# [Requirements]
Every entry below must appear again, exactly as written.

# [Records shown]

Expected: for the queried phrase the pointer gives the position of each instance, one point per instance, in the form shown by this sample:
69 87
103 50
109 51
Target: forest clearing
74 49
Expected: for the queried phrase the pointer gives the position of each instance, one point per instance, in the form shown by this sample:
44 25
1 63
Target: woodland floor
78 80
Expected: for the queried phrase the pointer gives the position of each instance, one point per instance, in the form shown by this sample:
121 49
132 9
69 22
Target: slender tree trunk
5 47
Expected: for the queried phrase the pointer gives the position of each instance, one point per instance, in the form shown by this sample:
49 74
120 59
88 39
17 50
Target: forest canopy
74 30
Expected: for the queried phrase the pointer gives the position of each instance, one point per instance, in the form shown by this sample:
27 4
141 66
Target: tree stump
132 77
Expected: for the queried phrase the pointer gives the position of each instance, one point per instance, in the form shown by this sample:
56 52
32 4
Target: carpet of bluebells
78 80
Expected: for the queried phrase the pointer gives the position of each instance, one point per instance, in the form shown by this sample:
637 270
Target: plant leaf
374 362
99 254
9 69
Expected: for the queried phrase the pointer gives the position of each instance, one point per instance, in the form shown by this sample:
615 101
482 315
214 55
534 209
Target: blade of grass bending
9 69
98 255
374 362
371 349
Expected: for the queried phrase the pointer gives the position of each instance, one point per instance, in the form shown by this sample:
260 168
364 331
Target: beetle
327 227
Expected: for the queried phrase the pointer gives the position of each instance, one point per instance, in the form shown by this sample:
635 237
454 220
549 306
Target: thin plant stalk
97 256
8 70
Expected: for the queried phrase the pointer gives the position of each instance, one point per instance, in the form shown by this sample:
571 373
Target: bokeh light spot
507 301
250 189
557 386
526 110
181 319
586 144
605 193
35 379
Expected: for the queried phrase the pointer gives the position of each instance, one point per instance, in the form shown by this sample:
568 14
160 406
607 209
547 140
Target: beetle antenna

# [The solution]
Expected: for the queried phrase the pointer gives the position of each instance, one point per instance, in the form shown by this sample:
69 87
103 50
109 51
Target: forest clearing
74 49
Expected: for the queried phrase the pointer gives the position of each instance, one point per instance, in the form shown by this sample:
44 25
1 63
Target: woodland floor
78 80
Expected: for the queried phrase the pointer gives the position of each instance, one point per instance, in the form shown by this sample:
121 49
132 9
69 22
Target: slender tree trunk
5 47
Expected: for the queried phrase the pointer gives the position of each instance, one point per instance, in the form shown by this sample:
49 74
120 59
88 39
17 50
Target: forest canopy
74 30
Expected: for the queried phrase the pointer gives the position of each instance, one point per instance, in the form shown by this sample:
27 4
141 66
Target: tree stump
132 77
Expected: for the queried phrase the pointer gives the position of each instance, one point per instance, in the form shown by this sample:
56 52
32 4
Target: carpet of bluebells
78 80
Expected: for the queried phrase the pointer gives the position of each instance, one point per instance, in the form shown by this sample:
637 270
Target: plant leaf
374 362
99 254
9 69
Expected: for the queried phrase the pointer gives the position of each instance, one point per instance, in the form shown by this sample:
615 101
482 315
214 55
534 209
Target: blade of grass bending
9 69
98 255
374 362
371 349
Expected: for the queried phrase the pointer gives the position of each instance, one point per instance, in the form shown by this sample:
260 168
364 331
Target: beetle
327 227
Expected: for the queried phrase the pointer gives the position of each instance, one point per instance, in the form shown by this sample:
635 237
454 220
549 306
Target: thin plant stalk
97 256
8 70
Expected: for the queried phrase the pointer gives the position of each instance, one point per instance, in the form shown by this sample:
571 373
Target: bokeh light spot
507 301
250 189
557 386
526 110
181 319
586 144
605 193
35 379
Expected: for the queried phrase the pointer gives the position of each instance, one point per instance, in the form shown by this sample:
568 14
160 406
607 209
547 140
Target: beetle antenna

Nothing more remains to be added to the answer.